What is required
Set each entry down verbatim, omitting images.

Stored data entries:
=== Begin Enclosure ===
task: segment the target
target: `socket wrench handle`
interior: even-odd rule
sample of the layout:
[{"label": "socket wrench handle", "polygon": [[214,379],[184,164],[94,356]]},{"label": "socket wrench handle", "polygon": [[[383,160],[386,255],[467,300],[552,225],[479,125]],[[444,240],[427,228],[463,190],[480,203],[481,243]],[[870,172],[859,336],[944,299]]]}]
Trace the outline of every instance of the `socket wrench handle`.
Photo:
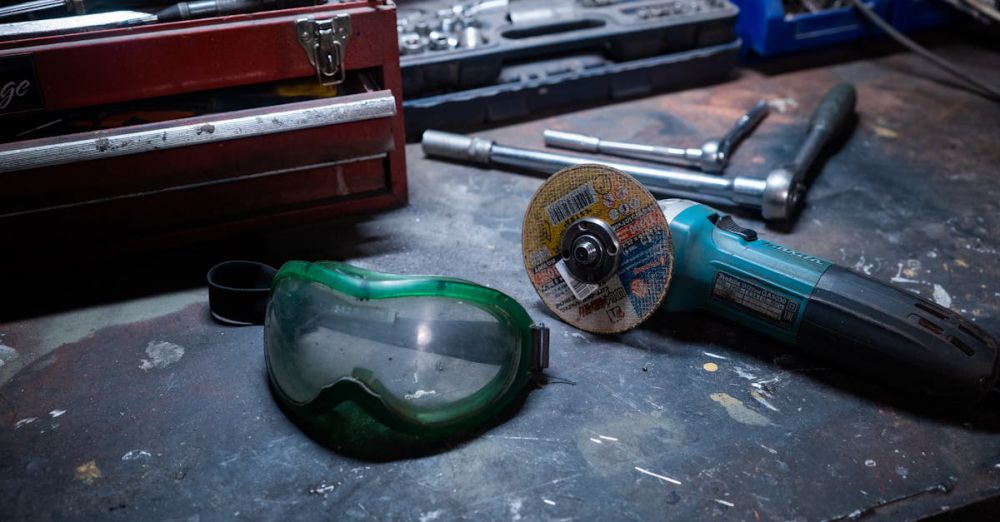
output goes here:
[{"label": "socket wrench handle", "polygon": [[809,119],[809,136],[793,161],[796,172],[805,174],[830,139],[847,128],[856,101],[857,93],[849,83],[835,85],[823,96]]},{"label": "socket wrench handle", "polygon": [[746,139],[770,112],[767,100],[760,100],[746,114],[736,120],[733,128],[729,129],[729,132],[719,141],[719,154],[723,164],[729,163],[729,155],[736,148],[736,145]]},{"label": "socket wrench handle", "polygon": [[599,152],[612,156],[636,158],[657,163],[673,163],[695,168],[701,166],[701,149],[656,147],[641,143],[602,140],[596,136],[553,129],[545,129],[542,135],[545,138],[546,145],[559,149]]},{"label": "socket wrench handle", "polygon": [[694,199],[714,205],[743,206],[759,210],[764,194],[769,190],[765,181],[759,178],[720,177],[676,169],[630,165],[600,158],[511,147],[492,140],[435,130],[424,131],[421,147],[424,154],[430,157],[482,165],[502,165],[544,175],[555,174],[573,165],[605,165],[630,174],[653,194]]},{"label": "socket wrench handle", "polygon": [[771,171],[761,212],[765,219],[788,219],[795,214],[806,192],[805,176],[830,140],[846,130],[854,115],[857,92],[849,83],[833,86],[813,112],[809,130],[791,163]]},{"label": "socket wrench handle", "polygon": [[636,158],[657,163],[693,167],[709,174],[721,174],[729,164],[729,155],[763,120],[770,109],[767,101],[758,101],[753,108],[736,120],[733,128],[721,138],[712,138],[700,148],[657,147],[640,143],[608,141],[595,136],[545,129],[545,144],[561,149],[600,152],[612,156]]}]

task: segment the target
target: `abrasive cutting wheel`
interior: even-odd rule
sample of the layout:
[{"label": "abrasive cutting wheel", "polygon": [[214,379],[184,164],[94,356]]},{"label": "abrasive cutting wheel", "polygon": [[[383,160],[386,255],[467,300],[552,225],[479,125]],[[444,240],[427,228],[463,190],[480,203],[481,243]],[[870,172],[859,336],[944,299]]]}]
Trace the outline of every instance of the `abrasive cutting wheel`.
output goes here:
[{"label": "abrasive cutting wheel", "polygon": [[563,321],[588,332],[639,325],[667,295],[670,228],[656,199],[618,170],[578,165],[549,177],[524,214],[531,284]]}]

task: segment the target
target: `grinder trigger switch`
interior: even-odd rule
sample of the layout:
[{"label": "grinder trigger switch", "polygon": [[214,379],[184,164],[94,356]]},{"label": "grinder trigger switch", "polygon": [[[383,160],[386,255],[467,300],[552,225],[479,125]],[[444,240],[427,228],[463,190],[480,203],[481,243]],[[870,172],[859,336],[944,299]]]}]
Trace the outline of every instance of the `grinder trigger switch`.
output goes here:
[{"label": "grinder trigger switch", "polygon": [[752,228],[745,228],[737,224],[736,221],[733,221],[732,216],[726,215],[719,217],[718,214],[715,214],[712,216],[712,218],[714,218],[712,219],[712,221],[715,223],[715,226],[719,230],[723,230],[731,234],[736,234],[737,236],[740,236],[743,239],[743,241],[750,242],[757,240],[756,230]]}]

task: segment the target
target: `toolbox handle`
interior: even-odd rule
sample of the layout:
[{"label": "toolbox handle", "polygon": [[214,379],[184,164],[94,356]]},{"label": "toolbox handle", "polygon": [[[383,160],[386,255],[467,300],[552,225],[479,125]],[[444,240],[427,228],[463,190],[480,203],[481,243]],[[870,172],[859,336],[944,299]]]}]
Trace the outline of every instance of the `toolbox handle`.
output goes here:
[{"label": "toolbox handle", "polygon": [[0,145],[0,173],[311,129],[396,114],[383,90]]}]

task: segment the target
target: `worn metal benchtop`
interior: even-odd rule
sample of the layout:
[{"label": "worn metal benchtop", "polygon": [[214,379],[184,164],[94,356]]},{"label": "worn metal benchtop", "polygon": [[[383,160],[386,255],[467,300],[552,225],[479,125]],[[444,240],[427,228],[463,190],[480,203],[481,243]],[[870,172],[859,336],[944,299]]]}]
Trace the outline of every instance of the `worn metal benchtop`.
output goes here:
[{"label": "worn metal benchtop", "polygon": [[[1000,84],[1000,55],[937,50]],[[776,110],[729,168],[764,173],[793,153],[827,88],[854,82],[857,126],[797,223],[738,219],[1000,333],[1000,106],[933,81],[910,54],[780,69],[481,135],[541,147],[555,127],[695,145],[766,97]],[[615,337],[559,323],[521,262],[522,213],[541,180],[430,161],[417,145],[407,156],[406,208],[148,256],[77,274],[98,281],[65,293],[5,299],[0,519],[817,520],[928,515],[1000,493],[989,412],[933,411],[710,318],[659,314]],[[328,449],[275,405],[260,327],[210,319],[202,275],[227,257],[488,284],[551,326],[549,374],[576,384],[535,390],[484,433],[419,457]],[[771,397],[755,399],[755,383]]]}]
=== End Enclosure ===
Completed exercise
task: segment the target
target: `socket wrench handle`
interior: even-odd rule
sample of the layout:
[{"label": "socket wrench handle", "polygon": [[214,379],[184,164],[94,356]]},{"label": "socket wrench handle", "polygon": [[[383,160],[386,255],[467,300],[552,225],[479,125]],[[444,240],[427,228],[463,190],[480,203],[481,243]],[[870,172],[859,336],[944,299]]]}]
Trace the outline of every instance of the `socket wrench handle`.
Photo:
output goes here:
[{"label": "socket wrench handle", "polygon": [[809,119],[809,136],[793,161],[796,172],[805,174],[830,139],[847,128],[856,101],[857,93],[849,83],[835,85],[823,96]]},{"label": "socket wrench handle", "polygon": [[746,139],[770,112],[767,100],[760,100],[746,114],[736,120],[733,128],[729,129],[729,132],[719,141],[719,154],[723,164],[729,163],[729,155],[736,148],[736,145]]},{"label": "socket wrench handle", "polygon": [[599,152],[612,156],[636,158],[657,163],[673,163],[695,168],[701,166],[701,149],[656,147],[641,143],[602,140],[596,136],[553,129],[545,129],[542,135],[545,138],[546,145],[559,149]]},{"label": "socket wrench handle", "polygon": [[694,199],[714,205],[743,206],[759,210],[764,194],[769,190],[765,181],[759,178],[720,177],[676,169],[630,165],[600,158],[511,147],[492,140],[435,130],[424,131],[421,147],[424,154],[430,157],[482,165],[502,165],[544,175],[555,174],[573,165],[605,165],[630,174],[653,194]]},{"label": "socket wrench handle", "polygon": [[771,171],[761,212],[765,219],[788,219],[795,214],[806,192],[805,176],[830,140],[846,130],[854,115],[857,92],[849,83],[833,86],[813,112],[809,130],[791,163]]},{"label": "socket wrench handle", "polygon": [[636,158],[657,163],[693,167],[709,174],[721,174],[729,164],[729,155],[763,120],[770,109],[767,101],[758,101],[753,108],[736,120],[733,128],[721,138],[712,138],[700,148],[657,147],[640,143],[608,141],[595,136],[545,129],[545,144],[561,149],[600,152],[612,156]]}]

task: segment the target
target: `abrasive cutting wheel`
interior: even-odd rule
sample of the layout:
[{"label": "abrasive cutting wheel", "polygon": [[214,379],[184,164],[94,356]]},{"label": "abrasive cutting wheel", "polygon": [[[383,160],[386,255],[467,300],[552,225],[479,125]],[[444,240],[427,228],[463,190],[480,203],[481,243]],[[870,172],[859,336],[944,299]]]}]
Trace the outline of every instance of the `abrasive cutting wheel`.
output goes here:
[{"label": "abrasive cutting wheel", "polygon": [[563,321],[588,332],[639,325],[667,295],[670,228],[656,199],[618,170],[578,165],[549,177],[524,214],[531,284]]}]

task: segment the target
target: `grinder trigger switch`
interior: even-odd rule
sample of the layout:
[{"label": "grinder trigger switch", "polygon": [[214,379],[184,164],[94,356]]},{"label": "grinder trigger switch", "polygon": [[[383,160],[386,255],[467,300],[552,225],[479,125]],[[444,240],[427,228],[463,190],[480,203],[481,243]],[[870,172],[859,336],[944,299]]]}]
Trace the outline of every instance of the `grinder trigger switch`.
output goes here:
[{"label": "grinder trigger switch", "polygon": [[752,228],[745,228],[737,224],[736,221],[733,221],[732,216],[726,215],[719,217],[718,214],[715,214],[712,216],[712,218],[714,218],[712,219],[712,221],[715,223],[715,226],[719,230],[723,230],[731,234],[736,234],[737,236],[740,236],[743,239],[743,241],[750,242],[757,240],[756,230]]}]

task: segment the target
target: `toolbox handle`
interior: even-odd rule
sample of the layout:
[{"label": "toolbox handle", "polygon": [[214,379],[184,164],[94,356]]},{"label": "toolbox handle", "polygon": [[[383,160],[386,255],[467,300],[552,225],[479,125]],[[444,240],[427,228],[463,190],[480,203],[481,243]],[[870,172],[859,336],[944,299]]]}]
Trace the outline of every instance of the `toolbox handle`.
output goes here:
[{"label": "toolbox handle", "polygon": [[0,145],[0,173],[311,129],[396,114],[383,90]]}]

task: segment the target
target: `worn metal benchtop`
interior: even-odd rule
sample of the layout:
[{"label": "worn metal benchtop", "polygon": [[214,379],[184,164],[94,356]]},{"label": "worn metal benchtop", "polygon": [[[383,160],[386,255],[467,300],[552,225],[479,125]],[[444,240],[427,228],[463,190],[480,203],[481,243]],[[870,172],[859,336],[944,299]]]}]
Trace the outline of every instance of the `worn metal benchtop`.
output goes here:
[{"label": "worn metal benchtop", "polygon": [[[1000,84],[1000,55],[937,50]],[[776,110],[729,168],[764,173],[793,153],[827,88],[854,82],[857,126],[797,223],[738,219],[1000,333],[1000,106],[933,81],[910,54],[780,69],[481,135],[541,147],[555,127],[695,145],[766,97]],[[615,337],[559,323],[521,262],[522,213],[541,180],[430,161],[417,145],[407,156],[406,208],[148,256],[77,274],[98,281],[65,293],[5,299],[0,519],[817,520],[928,515],[1000,493],[989,412],[933,411],[710,318],[659,314]],[[328,449],[275,405],[260,327],[210,319],[202,275],[227,257],[488,284],[551,326],[549,374],[576,384],[535,390],[484,433],[419,457]],[[771,397],[755,399],[755,383]]]}]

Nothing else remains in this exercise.